* _Exercise materials_:
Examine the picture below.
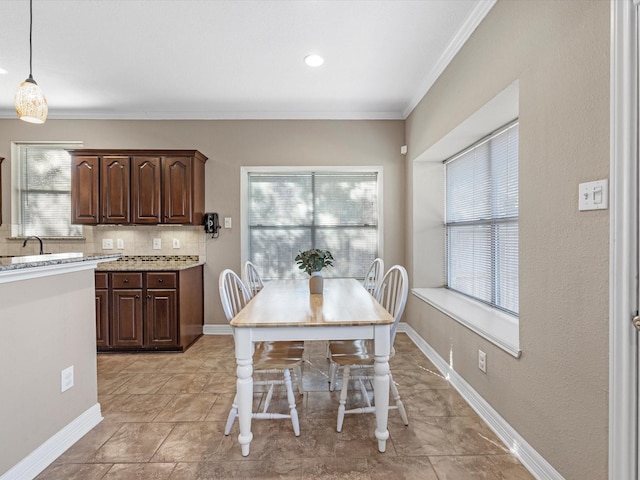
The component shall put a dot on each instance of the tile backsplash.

--

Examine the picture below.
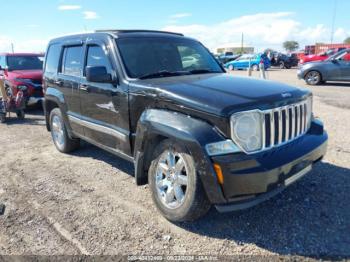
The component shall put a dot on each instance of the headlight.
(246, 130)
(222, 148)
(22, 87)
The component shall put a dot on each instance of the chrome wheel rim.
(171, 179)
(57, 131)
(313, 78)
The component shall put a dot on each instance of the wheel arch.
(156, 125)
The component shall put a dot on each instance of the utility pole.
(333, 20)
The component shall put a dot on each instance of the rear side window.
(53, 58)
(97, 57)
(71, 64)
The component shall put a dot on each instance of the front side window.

--

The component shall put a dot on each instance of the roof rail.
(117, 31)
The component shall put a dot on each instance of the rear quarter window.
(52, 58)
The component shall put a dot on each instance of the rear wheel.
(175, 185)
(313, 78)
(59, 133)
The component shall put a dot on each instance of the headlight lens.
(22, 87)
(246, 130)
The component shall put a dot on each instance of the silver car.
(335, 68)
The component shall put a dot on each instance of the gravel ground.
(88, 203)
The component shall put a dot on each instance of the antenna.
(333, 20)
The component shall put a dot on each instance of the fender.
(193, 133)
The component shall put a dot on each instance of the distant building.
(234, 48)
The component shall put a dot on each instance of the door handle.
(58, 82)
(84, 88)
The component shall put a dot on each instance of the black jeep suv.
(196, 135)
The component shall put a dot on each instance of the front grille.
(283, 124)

* _Exercise_: Copy the entries above exactly, but only from the line holding "the wheel arch." through the line holding "front side window.", both included.

* _Output of the task_:
The component shall put a dot on each instance of the wheel arch.
(156, 125)
The component shall put a dot on each instance of the utility pole.
(333, 20)
The component shall put a dot on each instance of the rear side window.
(53, 58)
(97, 57)
(71, 64)
The component shall put a dot on each instance of the front side window.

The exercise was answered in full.